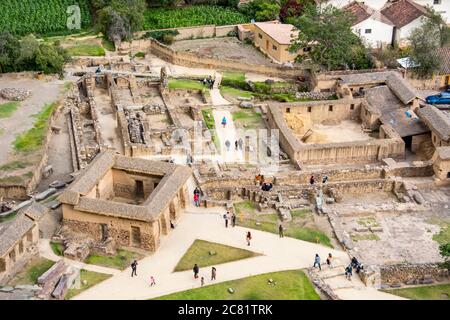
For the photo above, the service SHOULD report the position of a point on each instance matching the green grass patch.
(185, 84)
(287, 285)
(108, 45)
(32, 271)
(233, 76)
(57, 248)
(7, 109)
(121, 260)
(443, 236)
(200, 253)
(197, 15)
(14, 165)
(86, 50)
(248, 118)
(364, 236)
(436, 292)
(91, 278)
(236, 92)
(33, 138)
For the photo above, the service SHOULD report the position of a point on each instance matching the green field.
(41, 17)
(91, 278)
(287, 285)
(162, 18)
(437, 292)
(7, 109)
(200, 253)
(34, 138)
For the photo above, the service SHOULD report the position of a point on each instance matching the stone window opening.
(135, 236)
(12, 256)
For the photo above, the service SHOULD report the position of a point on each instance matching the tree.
(9, 50)
(292, 9)
(122, 17)
(261, 10)
(444, 250)
(327, 31)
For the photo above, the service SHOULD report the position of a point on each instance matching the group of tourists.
(209, 82)
(196, 270)
(329, 261)
(312, 180)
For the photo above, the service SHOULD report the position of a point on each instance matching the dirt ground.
(42, 93)
(223, 48)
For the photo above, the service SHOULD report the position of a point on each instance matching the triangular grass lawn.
(200, 253)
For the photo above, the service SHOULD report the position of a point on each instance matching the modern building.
(274, 39)
(371, 25)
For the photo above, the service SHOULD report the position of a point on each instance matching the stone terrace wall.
(412, 274)
(193, 60)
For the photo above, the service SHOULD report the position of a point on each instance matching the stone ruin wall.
(118, 228)
(388, 145)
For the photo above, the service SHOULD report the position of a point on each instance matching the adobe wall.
(18, 255)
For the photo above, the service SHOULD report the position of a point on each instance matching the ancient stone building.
(18, 240)
(129, 200)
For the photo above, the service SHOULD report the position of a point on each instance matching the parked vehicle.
(441, 98)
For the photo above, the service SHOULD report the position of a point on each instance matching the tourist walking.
(213, 273)
(281, 231)
(196, 270)
(224, 122)
(317, 262)
(134, 268)
(330, 261)
(227, 144)
(248, 237)
(226, 216)
(196, 200)
(349, 272)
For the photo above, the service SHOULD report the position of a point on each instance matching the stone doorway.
(135, 236)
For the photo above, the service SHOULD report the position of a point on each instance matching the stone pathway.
(46, 252)
(276, 255)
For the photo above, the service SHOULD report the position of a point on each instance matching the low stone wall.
(412, 274)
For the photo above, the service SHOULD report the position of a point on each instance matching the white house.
(440, 6)
(374, 29)
(406, 16)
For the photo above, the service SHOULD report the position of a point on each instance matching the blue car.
(441, 98)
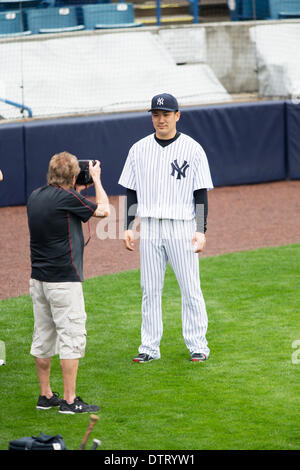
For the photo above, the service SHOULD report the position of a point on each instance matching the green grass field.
(245, 396)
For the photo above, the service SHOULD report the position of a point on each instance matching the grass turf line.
(244, 397)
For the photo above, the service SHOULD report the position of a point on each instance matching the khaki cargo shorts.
(59, 319)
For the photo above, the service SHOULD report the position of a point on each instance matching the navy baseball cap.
(165, 102)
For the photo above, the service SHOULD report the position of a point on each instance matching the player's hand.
(95, 170)
(198, 242)
(128, 239)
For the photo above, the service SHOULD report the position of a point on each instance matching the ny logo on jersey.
(180, 169)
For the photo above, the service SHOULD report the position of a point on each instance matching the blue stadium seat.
(248, 10)
(77, 2)
(106, 16)
(11, 5)
(284, 9)
(52, 20)
(11, 24)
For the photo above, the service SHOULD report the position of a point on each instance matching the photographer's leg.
(69, 369)
(43, 367)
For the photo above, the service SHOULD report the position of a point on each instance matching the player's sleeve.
(127, 178)
(202, 176)
(78, 205)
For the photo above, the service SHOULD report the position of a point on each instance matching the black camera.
(84, 177)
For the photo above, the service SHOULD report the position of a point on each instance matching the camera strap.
(89, 228)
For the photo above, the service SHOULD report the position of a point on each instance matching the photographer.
(55, 213)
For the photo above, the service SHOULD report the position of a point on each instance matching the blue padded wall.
(245, 143)
(12, 188)
(105, 138)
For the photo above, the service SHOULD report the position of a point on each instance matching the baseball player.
(167, 175)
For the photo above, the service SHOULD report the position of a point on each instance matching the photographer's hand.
(101, 196)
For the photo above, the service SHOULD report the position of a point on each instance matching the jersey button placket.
(160, 183)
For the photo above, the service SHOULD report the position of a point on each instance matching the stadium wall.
(245, 144)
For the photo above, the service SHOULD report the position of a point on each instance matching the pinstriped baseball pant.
(163, 240)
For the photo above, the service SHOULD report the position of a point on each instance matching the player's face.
(164, 123)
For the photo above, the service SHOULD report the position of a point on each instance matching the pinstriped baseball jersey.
(166, 177)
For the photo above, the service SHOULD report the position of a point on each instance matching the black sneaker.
(198, 357)
(143, 358)
(78, 406)
(45, 403)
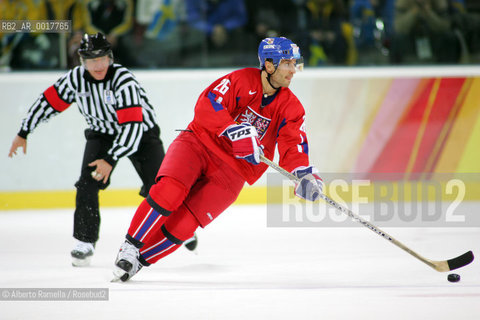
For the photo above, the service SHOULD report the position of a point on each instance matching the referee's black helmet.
(94, 46)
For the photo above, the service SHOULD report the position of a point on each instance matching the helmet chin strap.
(268, 78)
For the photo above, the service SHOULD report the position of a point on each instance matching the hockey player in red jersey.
(238, 117)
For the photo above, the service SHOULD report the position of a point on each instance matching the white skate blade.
(81, 262)
(117, 274)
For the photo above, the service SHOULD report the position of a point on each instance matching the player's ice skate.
(82, 253)
(126, 264)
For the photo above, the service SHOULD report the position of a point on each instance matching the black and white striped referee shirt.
(116, 105)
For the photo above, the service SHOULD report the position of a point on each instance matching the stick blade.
(460, 261)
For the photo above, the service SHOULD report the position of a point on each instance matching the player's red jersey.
(237, 98)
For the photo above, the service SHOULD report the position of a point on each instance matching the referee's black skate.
(127, 263)
(82, 253)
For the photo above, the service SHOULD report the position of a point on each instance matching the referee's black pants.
(147, 161)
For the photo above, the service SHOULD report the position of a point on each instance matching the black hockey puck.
(453, 277)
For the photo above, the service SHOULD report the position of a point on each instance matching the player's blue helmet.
(278, 48)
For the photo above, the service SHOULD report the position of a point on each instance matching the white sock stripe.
(143, 222)
(155, 245)
(153, 224)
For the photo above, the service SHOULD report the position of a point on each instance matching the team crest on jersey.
(108, 97)
(259, 122)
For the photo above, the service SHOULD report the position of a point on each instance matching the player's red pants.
(193, 187)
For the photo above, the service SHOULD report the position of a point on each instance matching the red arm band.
(54, 99)
(130, 114)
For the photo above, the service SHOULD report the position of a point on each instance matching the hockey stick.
(441, 266)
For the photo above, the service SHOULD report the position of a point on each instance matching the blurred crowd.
(221, 33)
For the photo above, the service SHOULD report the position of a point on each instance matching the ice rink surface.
(243, 270)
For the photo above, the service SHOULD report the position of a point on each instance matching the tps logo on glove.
(240, 134)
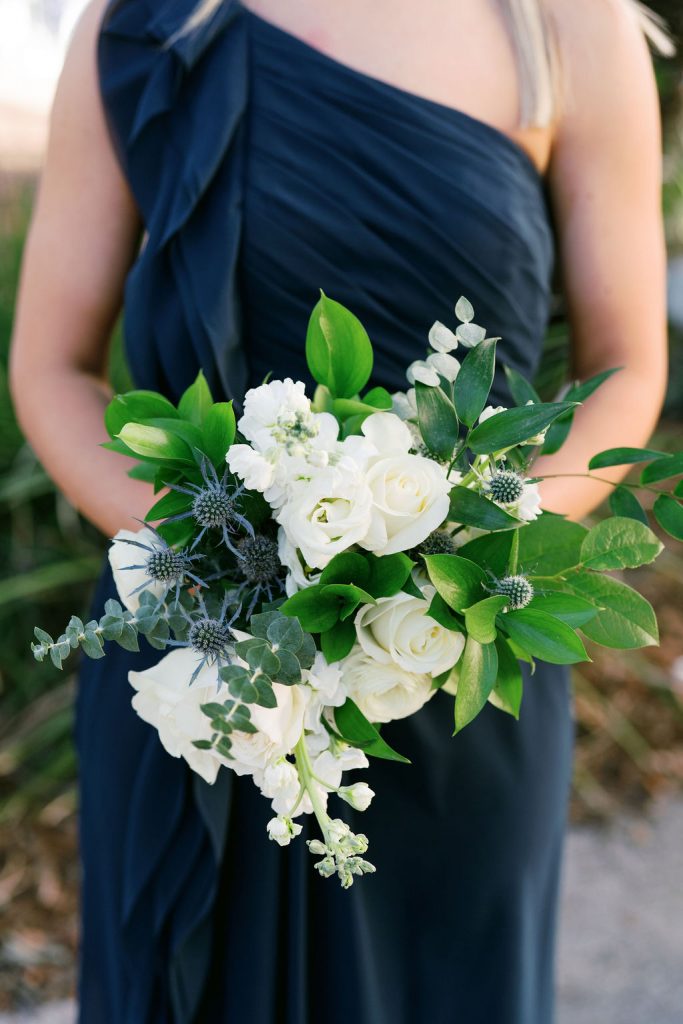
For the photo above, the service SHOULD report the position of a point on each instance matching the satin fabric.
(263, 171)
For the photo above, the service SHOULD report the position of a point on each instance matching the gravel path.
(621, 957)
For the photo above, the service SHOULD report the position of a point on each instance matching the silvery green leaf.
(464, 309)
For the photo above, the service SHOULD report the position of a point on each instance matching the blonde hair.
(535, 46)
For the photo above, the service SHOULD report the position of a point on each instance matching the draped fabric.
(263, 171)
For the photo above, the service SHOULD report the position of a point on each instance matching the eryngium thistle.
(259, 561)
(517, 589)
(506, 486)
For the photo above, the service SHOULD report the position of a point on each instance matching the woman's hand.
(83, 238)
(605, 178)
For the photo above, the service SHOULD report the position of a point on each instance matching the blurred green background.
(629, 708)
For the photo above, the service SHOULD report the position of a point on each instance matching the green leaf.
(663, 469)
(625, 620)
(522, 392)
(154, 442)
(623, 457)
(573, 610)
(623, 502)
(476, 676)
(338, 349)
(492, 551)
(507, 691)
(471, 509)
(133, 407)
(619, 544)
(669, 514)
(196, 401)
(544, 636)
(337, 642)
(436, 416)
(460, 582)
(473, 381)
(378, 397)
(480, 619)
(387, 573)
(218, 432)
(170, 504)
(514, 426)
(550, 545)
(316, 611)
(347, 566)
(357, 731)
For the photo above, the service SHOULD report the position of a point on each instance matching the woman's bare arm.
(605, 180)
(83, 239)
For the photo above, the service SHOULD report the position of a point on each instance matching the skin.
(602, 158)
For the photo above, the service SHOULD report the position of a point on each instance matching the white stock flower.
(384, 691)
(398, 630)
(283, 829)
(328, 513)
(166, 700)
(410, 493)
(281, 784)
(358, 796)
(122, 554)
(441, 338)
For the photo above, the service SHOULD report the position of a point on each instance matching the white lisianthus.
(281, 784)
(255, 469)
(409, 493)
(382, 690)
(165, 699)
(328, 513)
(441, 338)
(399, 630)
(297, 577)
(121, 554)
(358, 796)
(283, 829)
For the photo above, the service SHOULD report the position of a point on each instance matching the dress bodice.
(265, 170)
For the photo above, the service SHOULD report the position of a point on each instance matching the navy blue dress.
(265, 170)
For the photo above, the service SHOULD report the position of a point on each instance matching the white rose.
(398, 630)
(328, 513)
(441, 338)
(410, 493)
(384, 691)
(165, 699)
(124, 552)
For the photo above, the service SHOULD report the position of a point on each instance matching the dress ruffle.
(185, 168)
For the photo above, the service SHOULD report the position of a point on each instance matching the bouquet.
(325, 565)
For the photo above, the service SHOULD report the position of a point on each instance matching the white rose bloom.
(283, 829)
(384, 691)
(281, 784)
(328, 513)
(358, 796)
(410, 493)
(165, 699)
(122, 554)
(421, 371)
(441, 338)
(398, 630)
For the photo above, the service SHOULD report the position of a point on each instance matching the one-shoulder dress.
(265, 170)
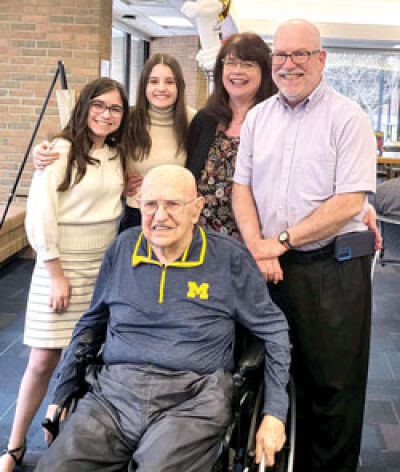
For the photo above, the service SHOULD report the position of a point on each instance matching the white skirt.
(45, 328)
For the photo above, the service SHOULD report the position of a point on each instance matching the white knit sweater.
(86, 214)
(163, 145)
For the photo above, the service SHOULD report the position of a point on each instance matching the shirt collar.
(192, 256)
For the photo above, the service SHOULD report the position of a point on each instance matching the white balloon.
(205, 14)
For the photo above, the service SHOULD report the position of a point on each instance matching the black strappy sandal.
(11, 452)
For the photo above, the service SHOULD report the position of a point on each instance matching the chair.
(390, 231)
(237, 451)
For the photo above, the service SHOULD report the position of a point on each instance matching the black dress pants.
(328, 307)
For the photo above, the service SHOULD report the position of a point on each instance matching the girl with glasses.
(158, 129)
(73, 211)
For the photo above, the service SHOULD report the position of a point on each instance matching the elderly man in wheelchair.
(164, 310)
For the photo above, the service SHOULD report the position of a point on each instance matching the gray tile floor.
(381, 434)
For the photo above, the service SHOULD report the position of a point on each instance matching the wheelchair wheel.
(285, 458)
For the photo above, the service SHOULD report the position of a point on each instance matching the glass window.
(118, 53)
(370, 78)
(136, 64)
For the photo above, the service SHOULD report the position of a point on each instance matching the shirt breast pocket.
(315, 178)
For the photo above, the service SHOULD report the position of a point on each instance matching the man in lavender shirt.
(305, 165)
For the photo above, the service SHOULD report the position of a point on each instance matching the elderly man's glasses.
(231, 64)
(100, 107)
(297, 57)
(172, 207)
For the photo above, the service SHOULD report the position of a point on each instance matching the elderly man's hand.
(369, 219)
(50, 413)
(270, 269)
(266, 248)
(270, 439)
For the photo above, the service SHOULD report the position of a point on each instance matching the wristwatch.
(284, 239)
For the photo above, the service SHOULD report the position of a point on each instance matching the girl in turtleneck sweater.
(158, 129)
(159, 124)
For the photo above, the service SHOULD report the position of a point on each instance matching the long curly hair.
(79, 134)
(139, 136)
(247, 47)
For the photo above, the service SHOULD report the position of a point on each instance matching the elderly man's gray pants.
(146, 417)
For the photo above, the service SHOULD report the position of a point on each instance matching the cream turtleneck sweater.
(163, 147)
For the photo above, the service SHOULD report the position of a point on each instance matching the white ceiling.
(352, 22)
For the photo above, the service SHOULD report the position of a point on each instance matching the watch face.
(283, 236)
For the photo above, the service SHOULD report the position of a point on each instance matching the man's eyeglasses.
(231, 64)
(297, 57)
(172, 207)
(99, 107)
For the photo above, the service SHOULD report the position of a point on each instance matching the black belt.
(307, 257)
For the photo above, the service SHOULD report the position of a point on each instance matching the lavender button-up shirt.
(296, 159)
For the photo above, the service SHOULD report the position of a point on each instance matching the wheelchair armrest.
(252, 357)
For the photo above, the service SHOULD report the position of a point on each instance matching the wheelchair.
(237, 450)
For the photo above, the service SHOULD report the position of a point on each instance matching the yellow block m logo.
(194, 290)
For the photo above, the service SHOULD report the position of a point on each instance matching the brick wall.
(34, 34)
(184, 49)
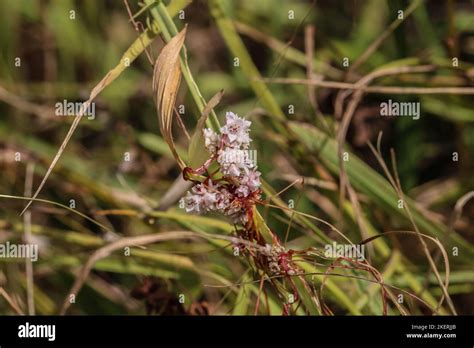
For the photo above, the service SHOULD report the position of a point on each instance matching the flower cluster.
(279, 260)
(240, 180)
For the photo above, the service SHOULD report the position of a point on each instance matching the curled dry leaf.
(166, 80)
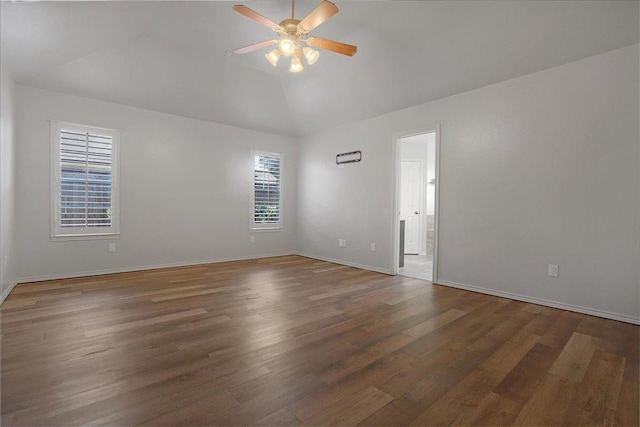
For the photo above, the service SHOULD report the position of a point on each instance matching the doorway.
(416, 201)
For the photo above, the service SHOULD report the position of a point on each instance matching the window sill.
(67, 237)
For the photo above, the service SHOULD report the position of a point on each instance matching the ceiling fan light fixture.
(273, 57)
(311, 55)
(287, 46)
(296, 65)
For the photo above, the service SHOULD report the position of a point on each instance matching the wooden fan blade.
(252, 14)
(337, 47)
(324, 11)
(255, 46)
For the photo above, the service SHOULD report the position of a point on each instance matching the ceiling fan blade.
(324, 11)
(252, 14)
(337, 47)
(255, 46)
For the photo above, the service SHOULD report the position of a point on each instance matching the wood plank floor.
(295, 341)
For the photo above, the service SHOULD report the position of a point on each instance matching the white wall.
(7, 184)
(184, 189)
(536, 170)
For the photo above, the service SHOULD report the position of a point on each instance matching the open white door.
(410, 204)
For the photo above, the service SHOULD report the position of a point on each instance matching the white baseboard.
(6, 293)
(554, 304)
(350, 264)
(518, 297)
(142, 268)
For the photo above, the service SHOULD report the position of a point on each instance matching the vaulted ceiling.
(173, 56)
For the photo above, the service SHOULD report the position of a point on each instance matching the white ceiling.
(172, 56)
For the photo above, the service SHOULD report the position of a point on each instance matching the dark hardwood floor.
(291, 340)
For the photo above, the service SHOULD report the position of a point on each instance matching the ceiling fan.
(293, 33)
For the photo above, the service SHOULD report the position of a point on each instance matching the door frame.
(395, 217)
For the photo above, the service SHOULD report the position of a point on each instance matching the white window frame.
(83, 233)
(265, 226)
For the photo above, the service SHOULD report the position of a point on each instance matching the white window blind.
(267, 190)
(84, 182)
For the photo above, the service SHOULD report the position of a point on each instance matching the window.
(84, 181)
(266, 195)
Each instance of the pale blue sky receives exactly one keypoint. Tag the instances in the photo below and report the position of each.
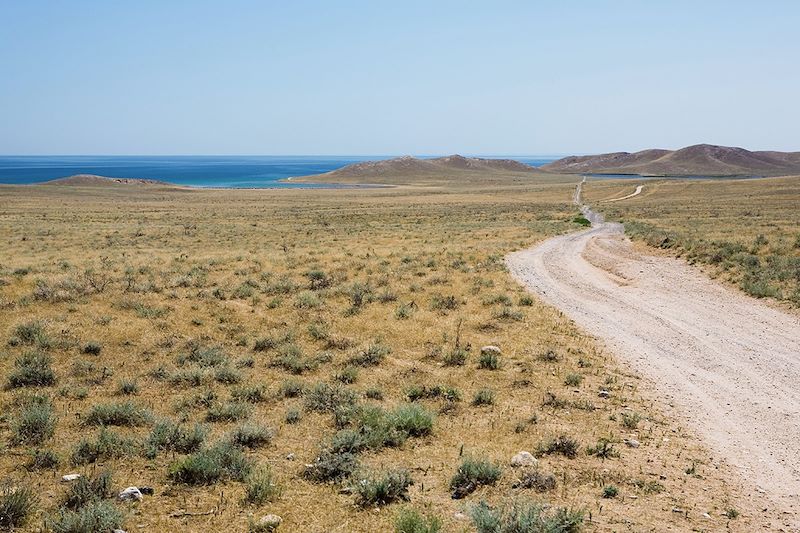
(401, 77)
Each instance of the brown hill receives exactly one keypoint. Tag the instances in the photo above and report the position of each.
(91, 180)
(407, 167)
(700, 159)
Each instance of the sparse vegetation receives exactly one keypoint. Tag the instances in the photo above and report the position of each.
(346, 323)
(471, 474)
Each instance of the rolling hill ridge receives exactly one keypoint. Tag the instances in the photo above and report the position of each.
(700, 159)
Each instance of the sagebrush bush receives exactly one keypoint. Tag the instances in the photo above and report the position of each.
(411, 521)
(223, 461)
(331, 466)
(471, 474)
(383, 488)
(372, 355)
(169, 436)
(261, 487)
(325, 398)
(16, 506)
(251, 436)
(522, 516)
(93, 518)
(483, 397)
(489, 361)
(118, 414)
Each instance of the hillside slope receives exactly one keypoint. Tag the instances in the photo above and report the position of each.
(407, 169)
(701, 159)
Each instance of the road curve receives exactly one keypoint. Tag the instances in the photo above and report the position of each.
(728, 363)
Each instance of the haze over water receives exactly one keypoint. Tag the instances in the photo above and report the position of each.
(197, 171)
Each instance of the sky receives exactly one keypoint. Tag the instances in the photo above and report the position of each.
(401, 77)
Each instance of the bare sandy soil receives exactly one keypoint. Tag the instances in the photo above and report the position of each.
(727, 363)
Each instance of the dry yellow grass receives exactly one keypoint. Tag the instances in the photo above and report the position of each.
(226, 268)
(743, 231)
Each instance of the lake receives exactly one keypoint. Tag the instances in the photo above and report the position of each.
(196, 171)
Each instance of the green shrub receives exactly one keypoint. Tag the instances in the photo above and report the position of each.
(118, 414)
(443, 303)
(292, 388)
(128, 388)
(261, 487)
(483, 397)
(168, 436)
(92, 348)
(414, 420)
(456, 357)
(489, 361)
(411, 521)
(563, 445)
(32, 369)
(223, 461)
(348, 375)
(383, 489)
(251, 436)
(326, 398)
(293, 416)
(35, 422)
(471, 474)
(525, 517)
(88, 490)
(95, 517)
(604, 449)
(631, 420)
(374, 393)
(16, 505)
(331, 466)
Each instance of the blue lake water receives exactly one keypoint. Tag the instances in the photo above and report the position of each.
(198, 171)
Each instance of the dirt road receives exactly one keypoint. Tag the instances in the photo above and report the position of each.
(729, 364)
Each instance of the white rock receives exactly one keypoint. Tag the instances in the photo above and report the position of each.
(131, 494)
(270, 522)
(523, 459)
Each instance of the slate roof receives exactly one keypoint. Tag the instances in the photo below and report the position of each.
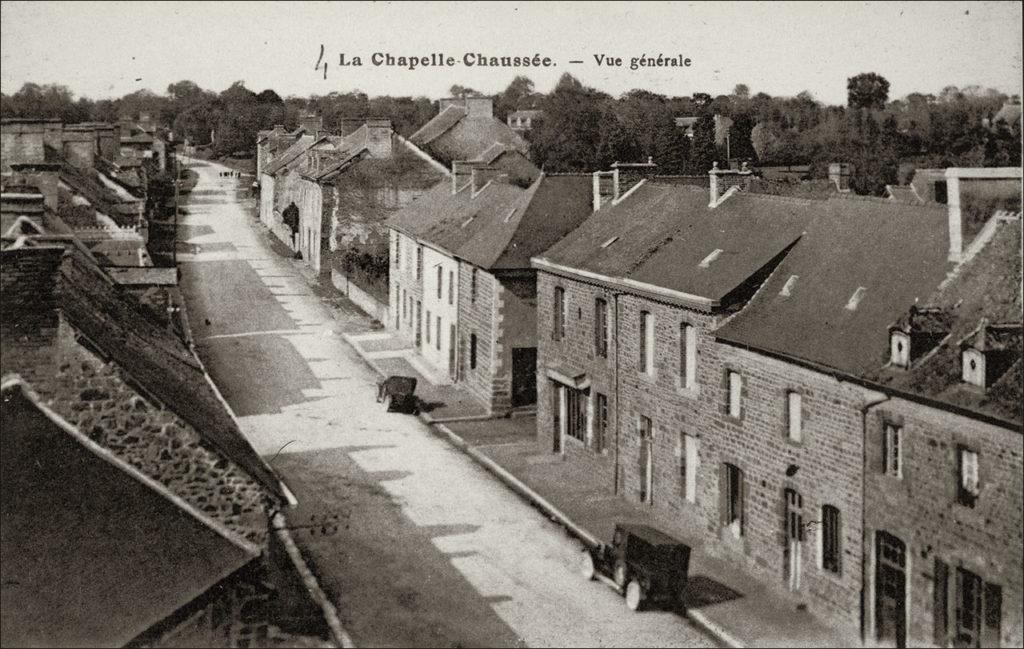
....
[What to produce]: Please give again only those lines that run from the one containing "Each instance of the sky" through the final line of the listing, both included, exactly as written and without pictures.

[Solved problem]:
Each instance of the sky receives exactly one keypoint. Tag the instances in the photo above and report the position of each.
(401, 77)
Each instance of the bare sandy soil receives exactly one keypoint. Tag the instances in the photo above and report the position of each.
(727, 363)
Each instance of the dry yellow grass receives exactly one keypoint. Tag the instances in the photo above and report the position of each.
(226, 268)
(743, 231)
Each instance of the lake receives exactly one keypoint. Tag the instances in the photo above and report the position of each.
(196, 171)
Each instance of the green shrub receives exactly one keypoint. Tag the instances in the photo above and report the position of each.
(118, 414)
(443, 303)
(292, 388)
(128, 388)
(261, 487)
(483, 397)
(168, 436)
(92, 348)
(414, 420)
(456, 357)
(489, 361)
(411, 521)
(563, 445)
(32, 369)
(223, 461)
(348, 375)
(383, 489)
(251, 436)
(326, 398)
(293, 416)
(35, 422)
(471, 474)
(525, 517)
(88, 490)
(95, 517)
(604, 449)
(631, 420)
(374, 393)
(16, 505)
(331, 466)
Each instance of the blue lake water receives exactly one keypoint. Tag the instances in the photo above and report the position of each.
(198, 171)
Each instance of the dirt road receives exactly one keypoint. Tag the instances in the photo above and report the position of each.
(729, 364)
Each instance of the white rock receives exactly one keypoint. Tag the instances in the photo above and report the position of each.
(131, 494)
(270, 522)
(523, 459)
Each instance of the slate roof receives exactly one keypoint. Tag the instances in the photo below and report the position of each.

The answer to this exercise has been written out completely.